» CONSIGNE: Écrivez la suite du texte ci-dessous sur Mikel Epalza, prêtre et marin du Pays basque, en repartant de sa dernière phrase.

» TEXTE:
+-------+
Jessica Da Silva / Adaptation: Carole Pirker
Elle est parisienne, la petite trentaine et athée. Lui, prêtre, marin et octogénaire. Lorsque Coline Renault le rencontre au Pays basque, Mikel Epalza lui fait connaître toutes les personnes de son entourage, alors qu’il se contente de se décrire, lui, comme un pont entre les gens. Or, selon la journaliste, cet homme bourru mais à l’immense générosité a une volonté à déplacer des montagnes. Car s’il a navigué une bonne partie de sa vie, il a aussi beaucoup aidé la communauté maritime.
Né dans une famille engagée et antifasciste (voir encadré 1), sa maison accueillait déjà des réfugiés politiques. Chez lui, on priait aussi tous les jours. Et petit à petit, Jésus de Nazareth, «un copain de toujours», est devenu pour lui un ami intime. Quand il lui a dit: «Viens, suis-moi!» il y est allé et l’a trouvé. «C’est aussi simple que ça!»
+-------+
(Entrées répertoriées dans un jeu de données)

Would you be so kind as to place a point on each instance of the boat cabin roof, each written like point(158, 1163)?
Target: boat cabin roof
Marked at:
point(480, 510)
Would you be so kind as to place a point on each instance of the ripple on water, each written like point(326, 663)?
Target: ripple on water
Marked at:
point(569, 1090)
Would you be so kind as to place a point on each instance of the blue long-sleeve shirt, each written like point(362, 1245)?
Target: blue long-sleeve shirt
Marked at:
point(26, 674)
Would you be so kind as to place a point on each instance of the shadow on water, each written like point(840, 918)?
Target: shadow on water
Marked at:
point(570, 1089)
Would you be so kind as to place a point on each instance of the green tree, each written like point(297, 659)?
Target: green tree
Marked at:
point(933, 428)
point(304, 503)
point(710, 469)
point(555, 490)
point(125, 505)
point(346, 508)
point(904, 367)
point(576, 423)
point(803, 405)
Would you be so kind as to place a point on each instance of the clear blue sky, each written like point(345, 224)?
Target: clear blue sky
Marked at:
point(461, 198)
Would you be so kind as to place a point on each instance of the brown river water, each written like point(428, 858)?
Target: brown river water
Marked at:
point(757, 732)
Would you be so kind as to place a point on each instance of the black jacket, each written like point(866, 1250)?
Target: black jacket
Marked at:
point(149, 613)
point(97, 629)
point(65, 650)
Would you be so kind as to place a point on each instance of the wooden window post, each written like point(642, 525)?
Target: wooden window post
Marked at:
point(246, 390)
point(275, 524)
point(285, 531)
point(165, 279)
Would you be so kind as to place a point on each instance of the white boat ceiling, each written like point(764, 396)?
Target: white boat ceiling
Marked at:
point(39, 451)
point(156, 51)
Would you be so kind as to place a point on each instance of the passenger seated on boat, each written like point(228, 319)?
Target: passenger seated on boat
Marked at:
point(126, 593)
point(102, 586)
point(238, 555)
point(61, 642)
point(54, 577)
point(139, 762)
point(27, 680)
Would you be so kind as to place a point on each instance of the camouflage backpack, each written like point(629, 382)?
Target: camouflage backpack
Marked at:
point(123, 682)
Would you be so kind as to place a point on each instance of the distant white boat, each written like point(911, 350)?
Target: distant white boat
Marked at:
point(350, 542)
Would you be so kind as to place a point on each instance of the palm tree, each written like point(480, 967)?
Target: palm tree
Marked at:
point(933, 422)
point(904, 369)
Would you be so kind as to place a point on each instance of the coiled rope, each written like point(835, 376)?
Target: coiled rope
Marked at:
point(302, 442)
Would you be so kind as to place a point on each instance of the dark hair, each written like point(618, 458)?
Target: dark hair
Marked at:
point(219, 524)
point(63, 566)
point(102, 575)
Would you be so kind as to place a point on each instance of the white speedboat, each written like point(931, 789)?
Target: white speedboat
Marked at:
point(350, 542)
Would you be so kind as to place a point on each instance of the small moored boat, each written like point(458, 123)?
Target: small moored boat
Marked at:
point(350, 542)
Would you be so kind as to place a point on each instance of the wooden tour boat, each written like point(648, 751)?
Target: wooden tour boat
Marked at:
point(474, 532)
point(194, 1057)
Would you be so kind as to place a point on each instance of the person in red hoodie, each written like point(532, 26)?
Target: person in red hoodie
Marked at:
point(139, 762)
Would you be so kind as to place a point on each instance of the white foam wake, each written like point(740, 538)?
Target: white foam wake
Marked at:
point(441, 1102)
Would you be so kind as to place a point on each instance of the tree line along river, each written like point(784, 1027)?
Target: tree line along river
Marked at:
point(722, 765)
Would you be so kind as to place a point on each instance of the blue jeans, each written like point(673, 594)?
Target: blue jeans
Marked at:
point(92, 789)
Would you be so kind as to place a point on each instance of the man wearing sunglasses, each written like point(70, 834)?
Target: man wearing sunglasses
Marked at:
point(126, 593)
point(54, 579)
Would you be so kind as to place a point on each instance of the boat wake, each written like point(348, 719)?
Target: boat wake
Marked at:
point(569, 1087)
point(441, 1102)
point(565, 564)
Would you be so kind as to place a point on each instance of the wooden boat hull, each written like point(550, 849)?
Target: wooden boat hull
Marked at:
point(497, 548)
+-------+
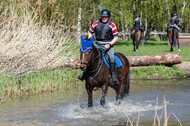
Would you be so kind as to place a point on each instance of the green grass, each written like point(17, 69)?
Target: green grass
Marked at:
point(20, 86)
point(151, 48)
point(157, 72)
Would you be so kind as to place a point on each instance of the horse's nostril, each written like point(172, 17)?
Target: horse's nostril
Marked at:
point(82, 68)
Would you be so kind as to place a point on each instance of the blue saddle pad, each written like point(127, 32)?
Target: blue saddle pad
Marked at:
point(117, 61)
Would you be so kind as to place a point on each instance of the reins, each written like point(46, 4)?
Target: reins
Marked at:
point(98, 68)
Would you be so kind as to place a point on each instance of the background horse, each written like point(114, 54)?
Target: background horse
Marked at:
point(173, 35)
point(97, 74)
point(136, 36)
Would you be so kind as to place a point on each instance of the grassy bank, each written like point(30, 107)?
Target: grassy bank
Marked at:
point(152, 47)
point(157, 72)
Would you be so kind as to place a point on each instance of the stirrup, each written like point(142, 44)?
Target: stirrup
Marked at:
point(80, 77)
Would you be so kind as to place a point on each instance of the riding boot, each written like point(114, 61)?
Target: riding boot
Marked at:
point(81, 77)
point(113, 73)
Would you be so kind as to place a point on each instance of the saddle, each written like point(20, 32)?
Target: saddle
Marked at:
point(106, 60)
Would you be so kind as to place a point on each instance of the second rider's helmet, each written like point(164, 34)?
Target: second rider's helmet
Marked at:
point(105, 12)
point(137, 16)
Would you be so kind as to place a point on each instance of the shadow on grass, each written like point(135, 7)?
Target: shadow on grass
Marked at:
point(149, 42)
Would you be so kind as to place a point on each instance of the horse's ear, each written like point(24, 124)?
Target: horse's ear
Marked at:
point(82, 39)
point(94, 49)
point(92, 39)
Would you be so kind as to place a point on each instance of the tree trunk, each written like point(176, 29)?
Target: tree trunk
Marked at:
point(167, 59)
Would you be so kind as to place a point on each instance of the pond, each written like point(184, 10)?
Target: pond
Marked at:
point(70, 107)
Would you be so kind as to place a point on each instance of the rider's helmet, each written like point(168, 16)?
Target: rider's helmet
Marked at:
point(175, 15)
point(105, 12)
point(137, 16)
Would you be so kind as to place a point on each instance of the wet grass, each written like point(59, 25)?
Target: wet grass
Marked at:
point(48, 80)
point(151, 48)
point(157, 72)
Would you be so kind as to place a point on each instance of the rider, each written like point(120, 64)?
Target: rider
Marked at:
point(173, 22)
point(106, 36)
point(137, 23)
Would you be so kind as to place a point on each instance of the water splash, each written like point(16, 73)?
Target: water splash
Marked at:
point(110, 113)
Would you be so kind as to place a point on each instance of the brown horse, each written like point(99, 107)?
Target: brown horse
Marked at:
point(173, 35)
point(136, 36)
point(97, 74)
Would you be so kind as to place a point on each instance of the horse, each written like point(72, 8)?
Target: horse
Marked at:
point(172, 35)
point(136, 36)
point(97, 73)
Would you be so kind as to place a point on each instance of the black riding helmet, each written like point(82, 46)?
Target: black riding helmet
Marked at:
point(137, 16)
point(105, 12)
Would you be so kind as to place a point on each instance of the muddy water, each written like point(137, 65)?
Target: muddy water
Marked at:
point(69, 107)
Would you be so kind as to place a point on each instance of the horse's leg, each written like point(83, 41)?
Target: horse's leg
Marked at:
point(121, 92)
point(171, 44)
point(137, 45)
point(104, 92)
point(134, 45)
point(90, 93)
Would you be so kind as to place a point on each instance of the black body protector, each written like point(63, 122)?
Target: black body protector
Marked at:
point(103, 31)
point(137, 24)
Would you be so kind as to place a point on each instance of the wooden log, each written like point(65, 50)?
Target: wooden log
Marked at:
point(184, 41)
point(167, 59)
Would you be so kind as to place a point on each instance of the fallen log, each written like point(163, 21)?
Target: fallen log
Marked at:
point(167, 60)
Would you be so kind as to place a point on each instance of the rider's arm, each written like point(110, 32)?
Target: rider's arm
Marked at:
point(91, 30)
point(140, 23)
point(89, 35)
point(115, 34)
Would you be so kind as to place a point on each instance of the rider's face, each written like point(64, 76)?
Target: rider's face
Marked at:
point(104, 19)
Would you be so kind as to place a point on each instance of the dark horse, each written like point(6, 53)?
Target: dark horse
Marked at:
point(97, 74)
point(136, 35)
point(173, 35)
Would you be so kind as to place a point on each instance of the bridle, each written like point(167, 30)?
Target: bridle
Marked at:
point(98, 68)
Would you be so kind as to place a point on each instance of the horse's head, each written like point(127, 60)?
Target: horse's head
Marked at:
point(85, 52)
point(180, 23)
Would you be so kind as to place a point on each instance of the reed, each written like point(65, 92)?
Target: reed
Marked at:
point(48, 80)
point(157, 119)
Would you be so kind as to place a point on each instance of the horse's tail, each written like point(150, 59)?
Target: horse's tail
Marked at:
+-------+
» RÉPONSE:
Comment voyez-vous sa mission d’aumônier de la mer?
Coline Renault: les marins ont un rapport ambigu au sacré. Ils ont tendance à penser que Dieu est au bout de leurs filets, comme le dit Mikel: s’ils pêchent, ils croient en Dieu, s’ils ne pêchent pas, ils accusent Dieu de les avoir abandonnés. Il essaye donc de les accompagner à garder foi à travers le travail avec les autres. Et s’il a accepté ce projet de livre, c’est avant tout pour raconter ce qu’est la vie en mer, car les gens n’ont selon lui aucune idée de ce qui se passe au large. Il l’affirme, en mer, il faut être authentique. Il n’y a pas d’Église, pas de rites, pas de hiérarchie. Il n’y a que l’amitié. C’est ce sacrement de l’amitié qu’il développe dans ce récit.
« Il l’affirme, en mer, il faut être authentique. Il n’y a pas d’Église, pas de rites, pas de hiérarchie. »
Et quel est son rapport à la religion?
Il est très individuel et loin de l’Église. Mikel ne veut en fait pas être un évangélisateur. Il vit sa foi non pas dans la sacristie, mais dans le travail avec les autres. Sa préoccupation est d’aider ses semblables à travers la religion. Mais lorsqu’il croise par exemple des gens sur le port qui lui disent: «Mon père, on adore vos messes», Mikel déteste ça, car ce n’est pas du tout sa vision de la religion.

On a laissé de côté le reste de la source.